**Input rows**:
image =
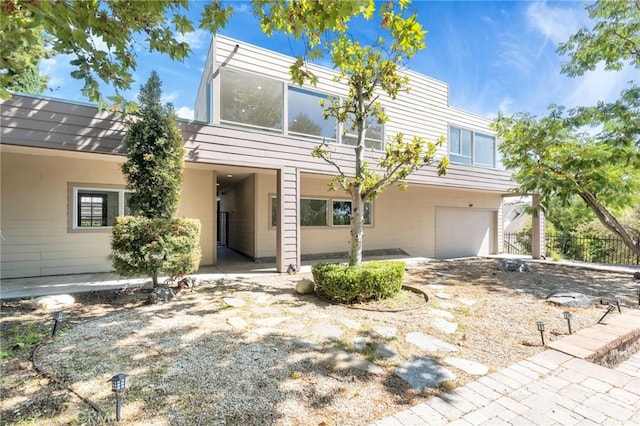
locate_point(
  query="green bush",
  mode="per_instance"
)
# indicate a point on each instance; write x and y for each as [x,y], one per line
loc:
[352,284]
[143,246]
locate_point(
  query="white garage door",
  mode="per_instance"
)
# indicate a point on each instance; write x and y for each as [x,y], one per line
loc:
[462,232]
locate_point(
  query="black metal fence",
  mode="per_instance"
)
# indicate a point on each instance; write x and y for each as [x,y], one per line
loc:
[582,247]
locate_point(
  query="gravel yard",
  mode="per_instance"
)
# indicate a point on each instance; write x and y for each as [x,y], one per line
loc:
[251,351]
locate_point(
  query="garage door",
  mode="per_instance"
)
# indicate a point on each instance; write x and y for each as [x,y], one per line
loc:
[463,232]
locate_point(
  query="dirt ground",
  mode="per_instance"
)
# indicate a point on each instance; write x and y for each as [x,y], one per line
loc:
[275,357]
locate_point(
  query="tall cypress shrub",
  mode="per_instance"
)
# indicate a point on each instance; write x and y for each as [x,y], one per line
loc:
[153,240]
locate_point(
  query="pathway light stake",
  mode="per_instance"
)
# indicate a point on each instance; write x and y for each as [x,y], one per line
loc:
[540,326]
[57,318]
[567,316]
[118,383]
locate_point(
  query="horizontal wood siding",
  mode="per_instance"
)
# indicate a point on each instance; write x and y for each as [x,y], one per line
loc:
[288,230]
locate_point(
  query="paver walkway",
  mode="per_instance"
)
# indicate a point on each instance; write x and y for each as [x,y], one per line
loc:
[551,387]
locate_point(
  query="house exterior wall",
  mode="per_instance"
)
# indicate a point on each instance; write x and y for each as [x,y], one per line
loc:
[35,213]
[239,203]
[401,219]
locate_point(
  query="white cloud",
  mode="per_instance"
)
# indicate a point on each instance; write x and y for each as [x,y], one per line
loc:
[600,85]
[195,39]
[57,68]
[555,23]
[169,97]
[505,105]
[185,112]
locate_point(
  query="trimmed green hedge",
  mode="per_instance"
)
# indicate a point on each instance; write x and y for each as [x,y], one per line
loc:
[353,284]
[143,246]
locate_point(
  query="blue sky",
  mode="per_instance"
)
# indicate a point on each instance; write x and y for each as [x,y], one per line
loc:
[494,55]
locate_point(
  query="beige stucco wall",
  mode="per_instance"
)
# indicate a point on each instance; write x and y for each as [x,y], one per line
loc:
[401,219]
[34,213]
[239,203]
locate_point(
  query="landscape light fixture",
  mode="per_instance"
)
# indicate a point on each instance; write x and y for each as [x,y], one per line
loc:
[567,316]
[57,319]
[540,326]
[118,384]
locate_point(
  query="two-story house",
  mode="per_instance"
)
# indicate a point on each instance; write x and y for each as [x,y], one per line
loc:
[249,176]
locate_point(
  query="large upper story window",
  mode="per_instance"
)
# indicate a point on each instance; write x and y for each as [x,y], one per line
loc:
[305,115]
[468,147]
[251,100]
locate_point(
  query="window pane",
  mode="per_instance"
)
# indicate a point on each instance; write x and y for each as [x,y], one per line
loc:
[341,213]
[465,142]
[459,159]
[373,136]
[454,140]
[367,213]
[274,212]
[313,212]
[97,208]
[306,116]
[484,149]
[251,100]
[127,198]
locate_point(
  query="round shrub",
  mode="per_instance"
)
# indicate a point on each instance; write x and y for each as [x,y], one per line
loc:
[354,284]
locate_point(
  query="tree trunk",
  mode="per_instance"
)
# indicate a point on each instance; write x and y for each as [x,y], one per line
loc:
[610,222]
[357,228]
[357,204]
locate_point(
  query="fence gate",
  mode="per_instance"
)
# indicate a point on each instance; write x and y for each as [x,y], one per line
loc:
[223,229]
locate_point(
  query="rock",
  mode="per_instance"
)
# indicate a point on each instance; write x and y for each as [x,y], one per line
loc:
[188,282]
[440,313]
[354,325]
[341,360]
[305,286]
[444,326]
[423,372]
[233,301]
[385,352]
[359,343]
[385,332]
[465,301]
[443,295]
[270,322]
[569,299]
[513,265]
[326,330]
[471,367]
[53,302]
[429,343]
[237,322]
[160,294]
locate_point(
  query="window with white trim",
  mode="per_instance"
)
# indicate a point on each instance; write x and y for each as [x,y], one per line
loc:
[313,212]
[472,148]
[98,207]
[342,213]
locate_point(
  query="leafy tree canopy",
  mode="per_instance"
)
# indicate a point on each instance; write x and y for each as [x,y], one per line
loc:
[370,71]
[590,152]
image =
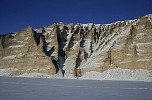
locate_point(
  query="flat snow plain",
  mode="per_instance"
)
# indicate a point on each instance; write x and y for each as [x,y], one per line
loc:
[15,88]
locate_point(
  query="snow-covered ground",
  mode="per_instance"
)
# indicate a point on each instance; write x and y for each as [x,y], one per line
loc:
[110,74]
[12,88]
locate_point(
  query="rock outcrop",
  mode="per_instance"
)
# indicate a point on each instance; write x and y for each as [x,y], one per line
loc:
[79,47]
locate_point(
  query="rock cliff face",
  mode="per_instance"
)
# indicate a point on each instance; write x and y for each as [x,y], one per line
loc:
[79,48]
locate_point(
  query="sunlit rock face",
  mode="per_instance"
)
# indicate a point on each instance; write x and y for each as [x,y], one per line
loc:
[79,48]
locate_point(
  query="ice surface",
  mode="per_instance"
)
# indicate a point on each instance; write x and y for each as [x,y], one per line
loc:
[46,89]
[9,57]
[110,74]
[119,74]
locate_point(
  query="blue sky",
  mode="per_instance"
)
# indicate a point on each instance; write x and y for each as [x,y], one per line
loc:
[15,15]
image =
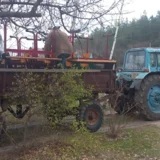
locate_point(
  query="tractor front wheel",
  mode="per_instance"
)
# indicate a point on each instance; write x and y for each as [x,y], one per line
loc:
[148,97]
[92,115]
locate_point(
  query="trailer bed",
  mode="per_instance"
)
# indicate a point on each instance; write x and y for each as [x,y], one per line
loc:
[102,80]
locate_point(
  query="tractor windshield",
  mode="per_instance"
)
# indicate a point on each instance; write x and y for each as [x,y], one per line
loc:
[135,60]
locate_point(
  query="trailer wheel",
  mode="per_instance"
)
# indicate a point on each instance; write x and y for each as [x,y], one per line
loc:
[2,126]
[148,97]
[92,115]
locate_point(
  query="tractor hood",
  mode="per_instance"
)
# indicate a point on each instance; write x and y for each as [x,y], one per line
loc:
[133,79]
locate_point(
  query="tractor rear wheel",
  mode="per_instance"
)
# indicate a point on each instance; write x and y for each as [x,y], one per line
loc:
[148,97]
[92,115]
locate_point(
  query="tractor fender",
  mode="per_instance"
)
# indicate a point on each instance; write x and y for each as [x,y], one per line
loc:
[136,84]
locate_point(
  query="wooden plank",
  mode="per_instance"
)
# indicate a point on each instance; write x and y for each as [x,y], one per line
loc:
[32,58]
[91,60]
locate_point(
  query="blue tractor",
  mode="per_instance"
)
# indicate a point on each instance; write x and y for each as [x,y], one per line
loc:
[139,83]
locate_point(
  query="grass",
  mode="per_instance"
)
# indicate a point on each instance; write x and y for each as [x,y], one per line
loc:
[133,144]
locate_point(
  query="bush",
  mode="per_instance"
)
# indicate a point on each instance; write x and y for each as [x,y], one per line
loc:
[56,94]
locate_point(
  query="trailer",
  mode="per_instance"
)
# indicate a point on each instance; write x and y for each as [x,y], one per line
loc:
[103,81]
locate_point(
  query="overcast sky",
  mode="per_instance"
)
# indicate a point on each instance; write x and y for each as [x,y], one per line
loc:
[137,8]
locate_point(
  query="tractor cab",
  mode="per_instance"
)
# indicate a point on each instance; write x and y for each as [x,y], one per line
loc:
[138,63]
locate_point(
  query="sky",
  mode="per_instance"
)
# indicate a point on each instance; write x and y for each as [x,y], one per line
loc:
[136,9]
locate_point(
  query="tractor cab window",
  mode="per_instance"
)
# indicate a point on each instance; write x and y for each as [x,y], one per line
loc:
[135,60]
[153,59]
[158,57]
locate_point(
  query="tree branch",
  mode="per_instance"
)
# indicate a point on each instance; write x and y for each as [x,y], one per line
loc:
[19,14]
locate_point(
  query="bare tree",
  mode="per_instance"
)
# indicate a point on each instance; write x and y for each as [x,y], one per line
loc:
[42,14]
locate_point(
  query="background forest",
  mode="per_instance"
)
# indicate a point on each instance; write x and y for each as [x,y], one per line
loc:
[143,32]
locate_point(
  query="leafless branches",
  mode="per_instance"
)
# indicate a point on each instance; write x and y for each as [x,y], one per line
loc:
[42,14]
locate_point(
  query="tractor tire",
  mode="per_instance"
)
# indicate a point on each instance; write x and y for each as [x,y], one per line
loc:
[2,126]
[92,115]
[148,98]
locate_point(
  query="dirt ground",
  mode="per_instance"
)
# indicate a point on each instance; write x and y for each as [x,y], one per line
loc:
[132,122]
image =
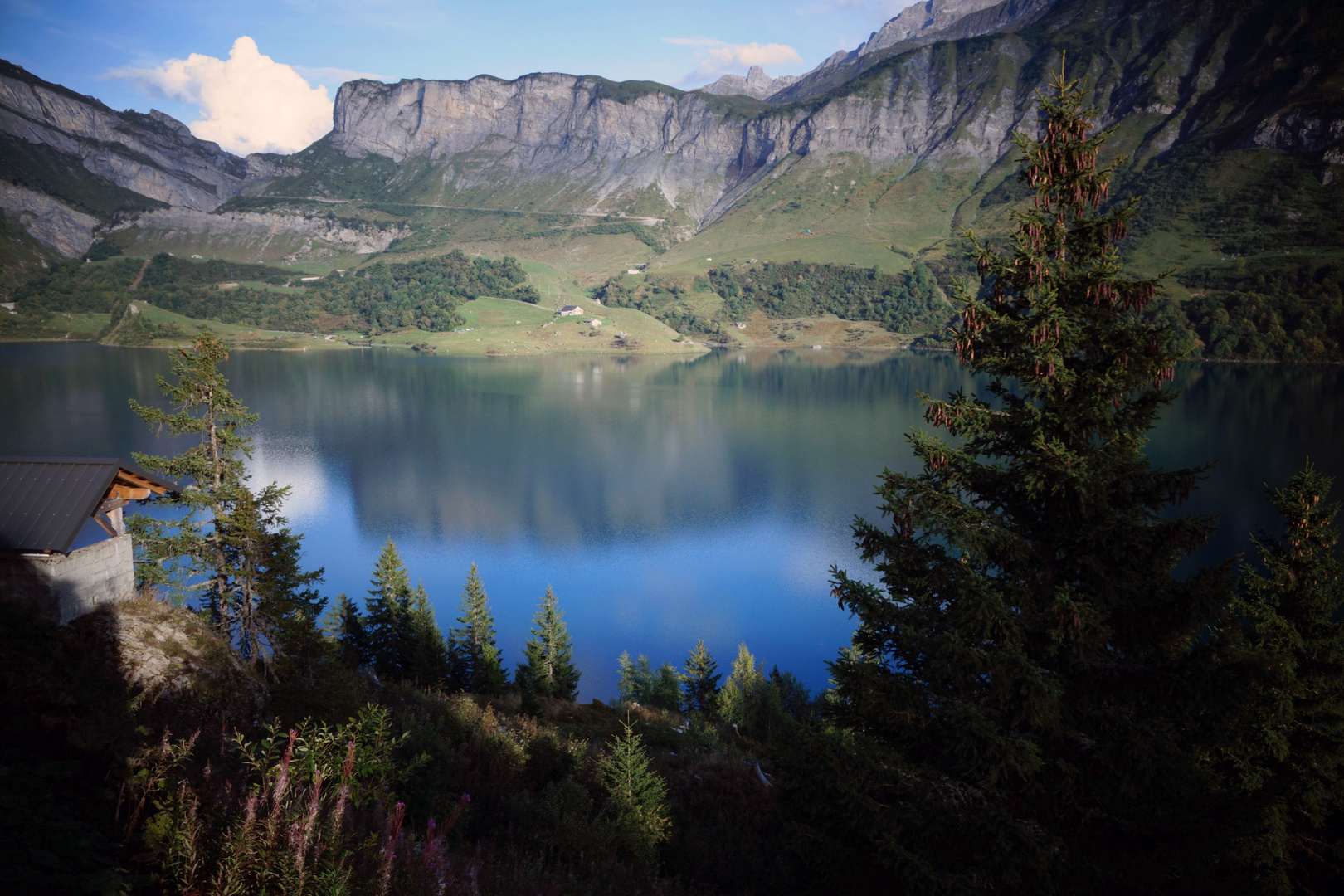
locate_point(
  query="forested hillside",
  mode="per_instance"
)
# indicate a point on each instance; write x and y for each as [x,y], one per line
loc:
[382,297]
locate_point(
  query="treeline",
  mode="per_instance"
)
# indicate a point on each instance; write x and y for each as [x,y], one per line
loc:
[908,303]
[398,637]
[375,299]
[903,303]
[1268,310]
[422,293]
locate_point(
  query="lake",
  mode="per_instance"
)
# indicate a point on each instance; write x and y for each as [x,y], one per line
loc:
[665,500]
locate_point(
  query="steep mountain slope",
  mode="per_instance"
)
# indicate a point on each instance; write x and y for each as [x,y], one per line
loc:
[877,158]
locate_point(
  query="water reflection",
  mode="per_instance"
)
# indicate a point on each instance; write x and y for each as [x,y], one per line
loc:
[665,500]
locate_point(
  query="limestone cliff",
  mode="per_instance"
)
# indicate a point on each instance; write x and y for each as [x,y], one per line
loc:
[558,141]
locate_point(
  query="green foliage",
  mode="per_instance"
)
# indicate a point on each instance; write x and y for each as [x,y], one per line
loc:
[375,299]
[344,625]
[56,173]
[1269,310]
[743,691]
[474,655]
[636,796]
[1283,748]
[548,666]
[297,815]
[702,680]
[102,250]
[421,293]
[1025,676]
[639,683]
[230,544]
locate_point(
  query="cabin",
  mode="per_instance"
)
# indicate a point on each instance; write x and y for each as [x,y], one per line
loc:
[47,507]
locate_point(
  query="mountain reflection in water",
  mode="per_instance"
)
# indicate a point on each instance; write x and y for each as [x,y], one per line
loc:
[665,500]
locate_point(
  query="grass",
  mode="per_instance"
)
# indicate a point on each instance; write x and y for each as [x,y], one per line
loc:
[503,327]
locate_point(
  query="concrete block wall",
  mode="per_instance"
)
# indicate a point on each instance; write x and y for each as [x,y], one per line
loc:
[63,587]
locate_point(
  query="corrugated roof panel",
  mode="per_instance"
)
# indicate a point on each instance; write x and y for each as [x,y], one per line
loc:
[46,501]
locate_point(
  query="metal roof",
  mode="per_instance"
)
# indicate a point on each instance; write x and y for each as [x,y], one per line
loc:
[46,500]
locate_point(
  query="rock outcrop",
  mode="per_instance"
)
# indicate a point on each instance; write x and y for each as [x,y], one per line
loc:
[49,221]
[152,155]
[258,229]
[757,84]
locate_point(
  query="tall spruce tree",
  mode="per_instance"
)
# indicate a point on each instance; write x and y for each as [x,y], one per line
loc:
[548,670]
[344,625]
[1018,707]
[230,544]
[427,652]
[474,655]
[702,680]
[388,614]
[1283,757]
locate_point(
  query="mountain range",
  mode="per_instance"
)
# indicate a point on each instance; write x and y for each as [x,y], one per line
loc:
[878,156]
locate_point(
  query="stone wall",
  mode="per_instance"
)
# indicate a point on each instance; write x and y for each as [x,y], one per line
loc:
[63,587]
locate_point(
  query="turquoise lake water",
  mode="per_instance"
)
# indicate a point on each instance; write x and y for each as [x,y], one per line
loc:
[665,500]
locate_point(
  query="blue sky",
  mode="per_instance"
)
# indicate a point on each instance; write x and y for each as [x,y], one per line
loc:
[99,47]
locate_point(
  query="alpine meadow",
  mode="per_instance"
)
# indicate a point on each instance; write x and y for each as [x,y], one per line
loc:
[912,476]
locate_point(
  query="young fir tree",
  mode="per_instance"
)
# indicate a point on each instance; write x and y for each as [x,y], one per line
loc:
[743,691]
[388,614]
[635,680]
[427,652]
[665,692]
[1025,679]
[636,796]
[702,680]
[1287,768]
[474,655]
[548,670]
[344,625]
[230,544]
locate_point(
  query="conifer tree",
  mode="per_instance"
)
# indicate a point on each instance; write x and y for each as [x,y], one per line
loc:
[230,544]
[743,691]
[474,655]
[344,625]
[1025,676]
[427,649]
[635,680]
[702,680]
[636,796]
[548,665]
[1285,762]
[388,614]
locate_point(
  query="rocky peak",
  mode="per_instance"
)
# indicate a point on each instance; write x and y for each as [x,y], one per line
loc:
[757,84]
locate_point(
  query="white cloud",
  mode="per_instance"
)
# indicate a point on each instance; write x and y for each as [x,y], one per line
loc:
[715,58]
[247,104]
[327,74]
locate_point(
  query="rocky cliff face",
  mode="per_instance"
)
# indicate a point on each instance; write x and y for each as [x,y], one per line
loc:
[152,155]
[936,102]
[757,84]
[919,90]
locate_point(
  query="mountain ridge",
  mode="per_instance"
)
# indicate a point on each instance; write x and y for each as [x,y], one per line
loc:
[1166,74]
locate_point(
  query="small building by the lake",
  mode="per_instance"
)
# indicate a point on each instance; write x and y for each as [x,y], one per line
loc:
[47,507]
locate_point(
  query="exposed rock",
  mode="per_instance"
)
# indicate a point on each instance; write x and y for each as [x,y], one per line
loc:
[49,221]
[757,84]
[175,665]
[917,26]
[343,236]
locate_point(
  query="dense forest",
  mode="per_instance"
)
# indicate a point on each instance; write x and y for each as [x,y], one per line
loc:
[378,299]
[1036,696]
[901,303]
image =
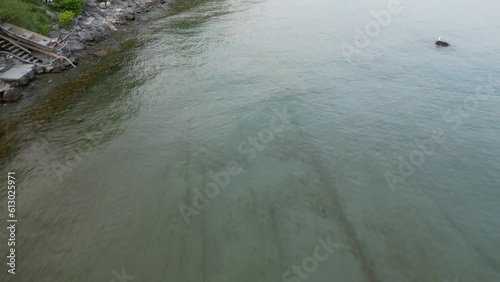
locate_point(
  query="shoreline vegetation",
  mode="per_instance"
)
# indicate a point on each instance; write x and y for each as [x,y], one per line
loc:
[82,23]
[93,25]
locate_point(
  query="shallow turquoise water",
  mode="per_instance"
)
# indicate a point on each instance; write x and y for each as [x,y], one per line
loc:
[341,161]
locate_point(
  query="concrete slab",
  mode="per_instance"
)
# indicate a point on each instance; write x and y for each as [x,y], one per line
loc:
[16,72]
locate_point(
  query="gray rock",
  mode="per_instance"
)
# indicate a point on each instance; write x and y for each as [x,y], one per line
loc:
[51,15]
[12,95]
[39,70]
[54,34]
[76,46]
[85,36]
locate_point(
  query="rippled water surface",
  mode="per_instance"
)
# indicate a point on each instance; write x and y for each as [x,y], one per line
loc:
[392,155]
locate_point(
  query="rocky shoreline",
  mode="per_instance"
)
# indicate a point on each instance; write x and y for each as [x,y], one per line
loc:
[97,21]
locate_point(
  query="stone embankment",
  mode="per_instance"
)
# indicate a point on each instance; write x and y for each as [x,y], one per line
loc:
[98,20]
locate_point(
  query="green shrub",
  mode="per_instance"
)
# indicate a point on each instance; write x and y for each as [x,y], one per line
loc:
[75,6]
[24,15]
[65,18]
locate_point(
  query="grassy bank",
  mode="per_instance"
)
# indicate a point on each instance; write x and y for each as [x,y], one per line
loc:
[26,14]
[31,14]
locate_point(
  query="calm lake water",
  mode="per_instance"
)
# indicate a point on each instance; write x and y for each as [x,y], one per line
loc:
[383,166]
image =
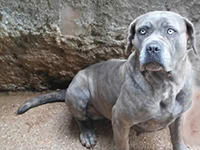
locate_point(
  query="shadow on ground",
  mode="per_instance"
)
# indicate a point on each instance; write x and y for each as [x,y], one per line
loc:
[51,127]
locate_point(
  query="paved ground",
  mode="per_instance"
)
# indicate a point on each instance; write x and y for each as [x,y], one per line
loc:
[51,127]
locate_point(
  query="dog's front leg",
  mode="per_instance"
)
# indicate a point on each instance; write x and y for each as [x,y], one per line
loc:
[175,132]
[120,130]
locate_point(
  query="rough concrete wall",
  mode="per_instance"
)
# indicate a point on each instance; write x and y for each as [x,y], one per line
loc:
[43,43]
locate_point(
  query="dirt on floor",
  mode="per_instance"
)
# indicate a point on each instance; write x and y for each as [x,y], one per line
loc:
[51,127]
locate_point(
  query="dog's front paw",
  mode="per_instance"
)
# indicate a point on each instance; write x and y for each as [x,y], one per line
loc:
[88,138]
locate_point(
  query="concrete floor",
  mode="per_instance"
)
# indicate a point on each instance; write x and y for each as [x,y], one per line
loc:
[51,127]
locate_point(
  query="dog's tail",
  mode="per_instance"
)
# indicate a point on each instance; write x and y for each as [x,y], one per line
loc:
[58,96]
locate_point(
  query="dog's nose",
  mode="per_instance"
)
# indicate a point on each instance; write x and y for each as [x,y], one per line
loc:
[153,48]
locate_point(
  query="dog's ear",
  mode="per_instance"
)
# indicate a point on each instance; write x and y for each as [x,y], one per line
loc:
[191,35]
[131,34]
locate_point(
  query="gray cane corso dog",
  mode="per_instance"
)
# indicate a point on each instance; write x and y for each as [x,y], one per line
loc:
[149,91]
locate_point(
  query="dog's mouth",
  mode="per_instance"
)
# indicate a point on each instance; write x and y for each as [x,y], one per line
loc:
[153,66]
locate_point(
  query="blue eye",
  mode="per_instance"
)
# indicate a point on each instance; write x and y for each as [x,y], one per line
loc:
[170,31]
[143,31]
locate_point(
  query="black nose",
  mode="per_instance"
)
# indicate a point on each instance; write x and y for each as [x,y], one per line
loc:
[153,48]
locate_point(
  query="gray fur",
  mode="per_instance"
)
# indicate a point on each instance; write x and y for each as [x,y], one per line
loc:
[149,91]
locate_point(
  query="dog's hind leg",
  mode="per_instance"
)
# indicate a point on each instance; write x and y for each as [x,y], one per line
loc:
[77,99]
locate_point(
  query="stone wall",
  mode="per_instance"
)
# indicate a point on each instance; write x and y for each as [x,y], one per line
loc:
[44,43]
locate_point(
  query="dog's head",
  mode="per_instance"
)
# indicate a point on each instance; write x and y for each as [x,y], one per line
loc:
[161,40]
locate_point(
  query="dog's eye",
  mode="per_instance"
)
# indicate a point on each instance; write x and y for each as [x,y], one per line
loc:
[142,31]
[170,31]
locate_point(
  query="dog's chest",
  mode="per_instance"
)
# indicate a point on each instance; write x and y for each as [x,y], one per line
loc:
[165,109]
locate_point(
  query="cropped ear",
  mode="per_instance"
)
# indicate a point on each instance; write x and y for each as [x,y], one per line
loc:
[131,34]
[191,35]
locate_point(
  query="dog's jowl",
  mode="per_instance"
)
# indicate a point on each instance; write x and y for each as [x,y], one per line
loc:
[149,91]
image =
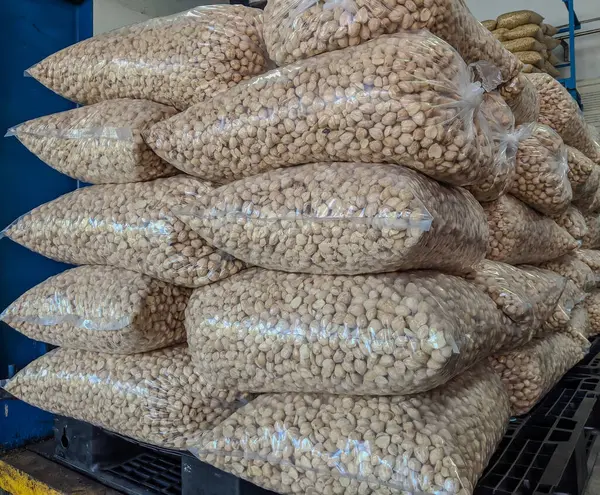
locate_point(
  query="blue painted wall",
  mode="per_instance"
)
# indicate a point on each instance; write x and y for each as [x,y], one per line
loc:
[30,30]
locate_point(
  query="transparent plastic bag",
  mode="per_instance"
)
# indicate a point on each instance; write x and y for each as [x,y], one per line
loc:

**Problem requirements**: Please count how many lines in the data above contain the string "gray", treating case as significant, and give only the number.

**Result for this exercise**: 3